Work instructions =
Copy out the records that follow, leaving every character as it is.

Data entries
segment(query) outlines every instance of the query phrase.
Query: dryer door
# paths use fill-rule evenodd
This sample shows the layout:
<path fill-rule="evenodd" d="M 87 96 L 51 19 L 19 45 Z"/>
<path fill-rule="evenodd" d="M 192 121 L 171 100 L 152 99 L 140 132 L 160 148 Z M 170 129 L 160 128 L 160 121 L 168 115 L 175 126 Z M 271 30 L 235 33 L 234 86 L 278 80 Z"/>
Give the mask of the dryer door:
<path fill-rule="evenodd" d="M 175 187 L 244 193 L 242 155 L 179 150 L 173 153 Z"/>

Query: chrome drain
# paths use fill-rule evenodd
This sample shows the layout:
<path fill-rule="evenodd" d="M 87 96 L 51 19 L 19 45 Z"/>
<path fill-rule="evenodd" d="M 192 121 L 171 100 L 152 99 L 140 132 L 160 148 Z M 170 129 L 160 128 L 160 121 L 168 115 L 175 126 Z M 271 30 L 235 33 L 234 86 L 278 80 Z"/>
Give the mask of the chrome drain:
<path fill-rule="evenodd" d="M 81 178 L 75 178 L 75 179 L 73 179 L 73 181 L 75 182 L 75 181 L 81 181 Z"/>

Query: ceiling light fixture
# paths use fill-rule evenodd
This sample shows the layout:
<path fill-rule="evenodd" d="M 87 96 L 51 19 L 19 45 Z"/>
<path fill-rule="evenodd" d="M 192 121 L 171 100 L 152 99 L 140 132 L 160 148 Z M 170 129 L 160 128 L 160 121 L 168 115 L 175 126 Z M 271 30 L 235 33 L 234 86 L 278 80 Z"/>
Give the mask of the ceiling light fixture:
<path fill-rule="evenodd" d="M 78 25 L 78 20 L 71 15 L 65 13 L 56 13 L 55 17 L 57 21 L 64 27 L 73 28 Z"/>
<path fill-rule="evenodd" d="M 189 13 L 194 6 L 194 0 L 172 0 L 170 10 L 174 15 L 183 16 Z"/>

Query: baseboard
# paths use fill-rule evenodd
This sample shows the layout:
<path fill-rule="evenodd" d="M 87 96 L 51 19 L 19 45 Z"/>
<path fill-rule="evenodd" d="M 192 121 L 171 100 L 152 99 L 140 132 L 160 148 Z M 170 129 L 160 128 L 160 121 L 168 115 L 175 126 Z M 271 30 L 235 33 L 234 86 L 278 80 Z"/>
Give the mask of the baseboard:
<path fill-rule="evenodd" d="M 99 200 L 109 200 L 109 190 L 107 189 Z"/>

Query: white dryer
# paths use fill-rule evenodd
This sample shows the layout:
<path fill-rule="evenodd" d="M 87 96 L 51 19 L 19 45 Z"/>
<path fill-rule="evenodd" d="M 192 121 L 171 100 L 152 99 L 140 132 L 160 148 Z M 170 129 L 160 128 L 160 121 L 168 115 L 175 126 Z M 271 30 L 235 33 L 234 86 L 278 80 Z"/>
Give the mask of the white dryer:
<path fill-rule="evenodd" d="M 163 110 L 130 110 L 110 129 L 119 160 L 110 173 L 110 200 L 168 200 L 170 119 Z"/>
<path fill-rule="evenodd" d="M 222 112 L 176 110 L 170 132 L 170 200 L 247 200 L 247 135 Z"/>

Task output =
segment(query) outlines every instance of the query phrase.
Query: dryer door
# paths use fill-rule evenodd
This sample shows the layout:
<path fill-rule="evenodd" d="M 87 96 L 51 19 L 19 45 Z"/>
<path fill-rule="evenodd" d="M 192 121 L 171 100 L 152 99 L 140 132 L 160 148 Z M 170 129 L 160 128 L 160 121 L 168 115 L 175 126 Z M 271 30 L 235 33 L 234 86 L 278 80 Z"/>
Give the mask of the dryer door:
<path fill-rule="evenodd" d="M 175 187 L 244 193 L 242 155 L 179 150 L 173 153 Z"/>

Query: chrome drain
# paths use fill-rule evenodd
This sample shows the layout:
<path fill-rule="evenodd" d="M 87 96 L 51 19 L 19 45 Z"/>
<path fill-rule="evenodd" d="M 192 121 L 171 100 L 152 99 L 140 132 L 160 148 Z M 170 129 L 160 128 L 160 121 L 168 115 L 175 126 Z M 271 30 L 235 33 L 234 86 L 278 80 Z"/>
Give the mask of the chrome drain:
<path fill-rule="evenodd" d="M 81 178 L 75 178 L 75 179 L 73 179 L 73 181 L 75 182 L 75 181 L 81 181 Z"/>

Query: ceiling light fixture
# paths use fill-rule evenodd
This sample shows the layout:
<path fill-rule="evenodd" d="M 87 96 L 51 19 L 19 45 Z"/>
<path fill-rule="evenodd" d="M 192 121 L 171 100 L 152 99 L 140 132 L 160 148 Z M 170 129 L 160 128 L 160 121 L 168 115 L 175 126 Z M 271 30 L 235 33 L 234 86 L 278 80 Z"/>
Give the mask of the ceiling light fixture:
<path fill-rule="evenodd" d="M 78 25 L 78 20 L 71 15 L 65 13 L 56 13 L 55 17 L 57 21 L 64 27 L 73 28 Z"/>
<path fill-rule="evenodd" d="M 189 13 L 194 6 L 194 0 L 172 0 L 170 10 L 174 15 L 183 16 Z"/>

Query: baseboard
# paths use fill-rule evenodd
This sample shows the layout:
<path fill-rule="evenodd" d="M 87 96 L 51 19 L 19 45 Z"/>
<path fill-rule="evenodd" d="M 192 121 L 171 100 L 152 99 L 140 132 L 160 148 Z M 170 129 L 160 128 L 160 121 L 168 115 L 175 126 Z M 271 30 L 235 33 L 234 86 L 278 80 Z"/>
Give the mask of the baseboard:
<path fill-rule="evenodd" d="M 99 200 L 109 200 L 109 190 L 107 189 Z"/>

Query: white dryer
# paths use fill-rule evenodd
This sample shows the layout:
<path fill-rule="evenodd" d="M 87 96 L 51 19 L 19 45 Z"/>
<path fill-rule="evenodd" d="M 192 121 L 171 100 L 152 99 L 140 132 L 160 148 Z M 170 129 L 160 128 L 160 121 L 168 115 L 175 126 Z M 271 30 L 235 33 L 234 86 L 278 80 Z"/>
Give the mask of the white dryer:
<path fill-rule="evenodd" d="M 163 110 L 130 110 L 110 129 L 119 160 L 110 173 L 110 200 L 168 200 L 170 119 Z"/>
<path fill-rule="evenodd" d="M 222 112 L 176 110 L 170 132 L 170 200 L 247 200 L 247 135 Z"/>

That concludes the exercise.